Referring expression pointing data
»»

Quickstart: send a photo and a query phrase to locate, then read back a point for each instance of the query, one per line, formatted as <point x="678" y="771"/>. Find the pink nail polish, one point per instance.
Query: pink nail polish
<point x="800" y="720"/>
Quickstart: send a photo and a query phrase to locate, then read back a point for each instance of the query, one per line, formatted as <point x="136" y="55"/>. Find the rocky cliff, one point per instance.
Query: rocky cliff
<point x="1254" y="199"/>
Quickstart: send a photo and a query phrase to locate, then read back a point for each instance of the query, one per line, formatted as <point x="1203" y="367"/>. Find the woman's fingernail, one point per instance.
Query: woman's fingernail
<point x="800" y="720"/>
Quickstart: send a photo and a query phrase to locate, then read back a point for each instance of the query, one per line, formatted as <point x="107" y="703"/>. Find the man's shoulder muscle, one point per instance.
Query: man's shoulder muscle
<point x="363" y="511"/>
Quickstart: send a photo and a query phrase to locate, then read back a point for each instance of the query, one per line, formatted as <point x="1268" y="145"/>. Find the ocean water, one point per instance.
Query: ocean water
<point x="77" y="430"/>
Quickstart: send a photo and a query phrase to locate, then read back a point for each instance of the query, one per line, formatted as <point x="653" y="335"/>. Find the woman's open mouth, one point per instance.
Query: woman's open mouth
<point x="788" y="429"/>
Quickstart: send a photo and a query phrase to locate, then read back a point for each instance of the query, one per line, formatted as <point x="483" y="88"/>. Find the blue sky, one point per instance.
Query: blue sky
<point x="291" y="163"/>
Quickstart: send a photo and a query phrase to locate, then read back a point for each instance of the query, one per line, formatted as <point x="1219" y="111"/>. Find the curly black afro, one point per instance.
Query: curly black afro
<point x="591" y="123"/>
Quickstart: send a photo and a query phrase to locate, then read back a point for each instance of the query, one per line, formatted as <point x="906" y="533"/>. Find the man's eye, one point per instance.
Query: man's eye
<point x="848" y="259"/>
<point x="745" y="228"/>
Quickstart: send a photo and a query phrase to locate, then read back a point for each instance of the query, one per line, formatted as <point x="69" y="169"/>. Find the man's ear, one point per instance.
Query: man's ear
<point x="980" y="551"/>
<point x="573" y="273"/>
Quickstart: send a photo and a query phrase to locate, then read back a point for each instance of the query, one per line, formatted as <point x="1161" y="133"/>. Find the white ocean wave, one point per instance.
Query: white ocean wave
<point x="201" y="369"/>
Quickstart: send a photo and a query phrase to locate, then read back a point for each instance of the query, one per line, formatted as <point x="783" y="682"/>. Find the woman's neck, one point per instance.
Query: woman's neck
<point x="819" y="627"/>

««

• _Work request_
Which lines above run from the one containing "water, one point per instance." to the one containing "neck, one point per instance."? Give them again exactly, both ends included.

• _Problem solution_
Quickstart: send a photo and a query phrase to locate, then read back a point for each instance of the query, one per line, formatted as <point x="1268" y="145"/>. Find the ocean water, one point per instance.
Query: ocean water
<point x="77" y="430"/>
Quickstart: send a photo and a query phrase to locate, then read back a point for each instance of the query, one per line, formatted as <point x="653" y="335"/>. Find the woman's open mouth, one point per instance.
Query: woman's open mouth
<point x="788" y="429"/>
Quickstart: send a photo and a query phrase to locate, then read back a point for each instance of the query, one per line, formatted as <point x="483" y="88"/>. Find the blue sky, one point per instance.
Query: blue sky
<point x="291" y="163"/>
Quickstart: send a photo and a query phrase to locate, then read back a point for each instance of the query, one per line, formatted as <point x="1219" y="111"/>. Find the curly black afro, one point per instance.
Query: curly black afro
<point x="591" y="123"/>
Quickstart: send a photo and a query phrase to locate, then read back a point for each instance of the query, one per line, formatted as <point x="906" y="533"/>. Find the man's eye, one point per instance.
Query: man's eye
<point x="848" y="259"/>
<point x="745" y="228"/>
Quickstart: send a photo and a query phrase to locate, then read back a point for each instance of the query, one per line, formatted as <point x="69" y="169"/>. Find the man's ear, one point per instance.
Query: man's ear
<point x="980" y="551"/>
<point x="573" y="273"/>
Quickstart: send a photo and a query phrase to locate, then read back a point for each instance of the query, one per line, formatted as <point x="1161" y="133"/>. Find the white ocean wave, one point per instance.
Query: white ocean wave
<point x="201" y="369"/>
Quickstart: send a photo and a query phrase to locate, then read back a point for each instance of the query, one per line, formatted as <point x="783" y="682"/>. Find the woman's neck, one point per instance.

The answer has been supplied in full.